Problem description -> Reproduce only the data from the line with "Expected: one point per instance of the chimney" through the end of the data, requests included, and scale each coordinate in the answers by 1.2, rounding to whole numbers with halves going up. Leave the request wording and the x,y header unchanged.
※
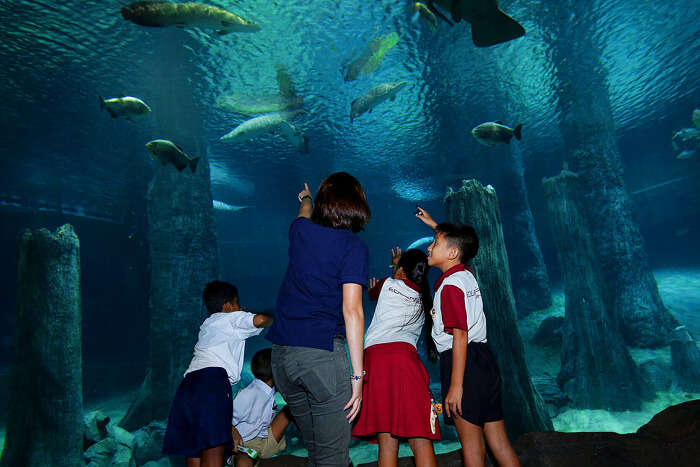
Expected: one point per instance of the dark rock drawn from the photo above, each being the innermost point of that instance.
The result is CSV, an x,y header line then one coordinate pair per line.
x,y
95,428
548,334
45,412
586,123
597,370
148,442
657,374
477,206
685,360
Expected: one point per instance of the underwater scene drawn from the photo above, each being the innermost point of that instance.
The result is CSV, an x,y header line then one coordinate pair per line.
x,y
152,147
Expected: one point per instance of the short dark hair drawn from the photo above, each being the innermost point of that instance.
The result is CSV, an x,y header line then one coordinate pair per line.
x,y
261,365
461,236
217,293
341,203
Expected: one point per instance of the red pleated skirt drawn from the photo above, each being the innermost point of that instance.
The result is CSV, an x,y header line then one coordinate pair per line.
x,y
395,395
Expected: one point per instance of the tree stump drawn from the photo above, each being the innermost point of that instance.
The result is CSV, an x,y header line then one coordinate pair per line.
x,y
597,371
45,414
477,206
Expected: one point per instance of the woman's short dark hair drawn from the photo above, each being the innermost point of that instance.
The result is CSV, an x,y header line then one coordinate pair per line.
x,y
341,203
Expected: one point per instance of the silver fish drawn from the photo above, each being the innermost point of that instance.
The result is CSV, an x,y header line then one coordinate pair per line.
x,y
374,97
490,26
492,133
125,106
168,152
162,14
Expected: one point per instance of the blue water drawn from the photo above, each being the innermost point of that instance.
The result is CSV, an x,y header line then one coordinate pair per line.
x,y
65,160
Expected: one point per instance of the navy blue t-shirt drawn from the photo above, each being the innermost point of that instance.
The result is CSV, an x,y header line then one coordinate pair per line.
x,y
310,301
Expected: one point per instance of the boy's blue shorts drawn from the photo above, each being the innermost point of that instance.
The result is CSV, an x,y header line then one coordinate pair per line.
x,y
481,395
200,416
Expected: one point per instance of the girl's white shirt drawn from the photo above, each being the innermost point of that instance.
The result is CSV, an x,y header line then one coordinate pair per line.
x,y
397,306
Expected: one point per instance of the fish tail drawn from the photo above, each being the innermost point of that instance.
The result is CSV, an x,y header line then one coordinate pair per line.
x,y
193,164
517,131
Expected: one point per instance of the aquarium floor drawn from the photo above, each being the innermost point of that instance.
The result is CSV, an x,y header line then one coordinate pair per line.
x,y
679,291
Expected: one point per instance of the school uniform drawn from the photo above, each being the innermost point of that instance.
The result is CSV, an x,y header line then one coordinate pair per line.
x,y
253,411
200,415
458,305
396,397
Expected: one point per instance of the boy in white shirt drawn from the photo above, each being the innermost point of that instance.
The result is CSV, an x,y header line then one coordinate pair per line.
x,y
199,425
253,425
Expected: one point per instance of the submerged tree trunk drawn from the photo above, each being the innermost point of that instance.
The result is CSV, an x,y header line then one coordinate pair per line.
x,y
182,239
45,413
597,371
477,206
529,273
589,133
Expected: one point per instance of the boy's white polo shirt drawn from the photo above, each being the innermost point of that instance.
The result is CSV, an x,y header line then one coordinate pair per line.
x,y
221,343
457,304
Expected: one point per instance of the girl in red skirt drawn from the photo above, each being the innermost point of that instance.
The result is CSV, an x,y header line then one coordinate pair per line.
x,y
396,399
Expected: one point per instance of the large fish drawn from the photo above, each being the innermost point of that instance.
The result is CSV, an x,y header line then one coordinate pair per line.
x,y
492,133
372,56
374,97
279,122
286,99
162,14
168,152
125,106
490,26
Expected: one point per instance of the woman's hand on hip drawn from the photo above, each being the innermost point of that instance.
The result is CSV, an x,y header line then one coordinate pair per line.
x,y
355,401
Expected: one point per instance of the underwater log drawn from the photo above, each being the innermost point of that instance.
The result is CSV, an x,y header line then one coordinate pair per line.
x,y
597,370
45,413
528,271
183,250
588,129
477,206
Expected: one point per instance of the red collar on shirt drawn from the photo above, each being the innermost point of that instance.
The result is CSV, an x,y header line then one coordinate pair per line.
x,y
412,285
449,272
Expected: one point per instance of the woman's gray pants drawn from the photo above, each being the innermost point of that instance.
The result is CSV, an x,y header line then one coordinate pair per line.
x,y
316,385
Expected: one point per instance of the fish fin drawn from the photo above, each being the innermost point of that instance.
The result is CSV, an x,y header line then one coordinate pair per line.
x,y
518,132
439,14
495,30
193,164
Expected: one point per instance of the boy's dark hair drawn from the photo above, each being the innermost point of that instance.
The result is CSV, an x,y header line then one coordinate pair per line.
x,y
461,236
217,293
414,263
261,365
341,203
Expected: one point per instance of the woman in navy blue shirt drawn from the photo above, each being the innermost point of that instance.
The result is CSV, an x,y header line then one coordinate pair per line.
x,y
319,308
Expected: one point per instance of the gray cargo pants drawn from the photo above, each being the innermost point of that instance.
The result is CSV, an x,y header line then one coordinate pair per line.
x,y
316,385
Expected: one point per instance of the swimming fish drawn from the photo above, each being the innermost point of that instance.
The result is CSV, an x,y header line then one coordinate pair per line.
x,y
374,97
168,152
269,123
490,26
492,133
162,14
372,56
286,99
426,15
125,106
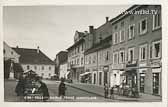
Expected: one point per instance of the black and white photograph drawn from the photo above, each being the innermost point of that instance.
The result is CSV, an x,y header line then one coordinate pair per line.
x,y
82,53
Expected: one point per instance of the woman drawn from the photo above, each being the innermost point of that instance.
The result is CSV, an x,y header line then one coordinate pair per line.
x,y
42,89
62,89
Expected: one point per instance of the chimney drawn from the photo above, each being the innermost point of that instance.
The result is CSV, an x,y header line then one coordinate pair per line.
x,y
107,19
38,50
86,32
91,29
※
Correct response ->
Expected: one point per instance of the chimney drawn from the photo above, each being the innermost point of that instance.
The result is CSV, an x,y header line then one coordinate pair per line.
x,y
128,23
46,60
103,38
109,35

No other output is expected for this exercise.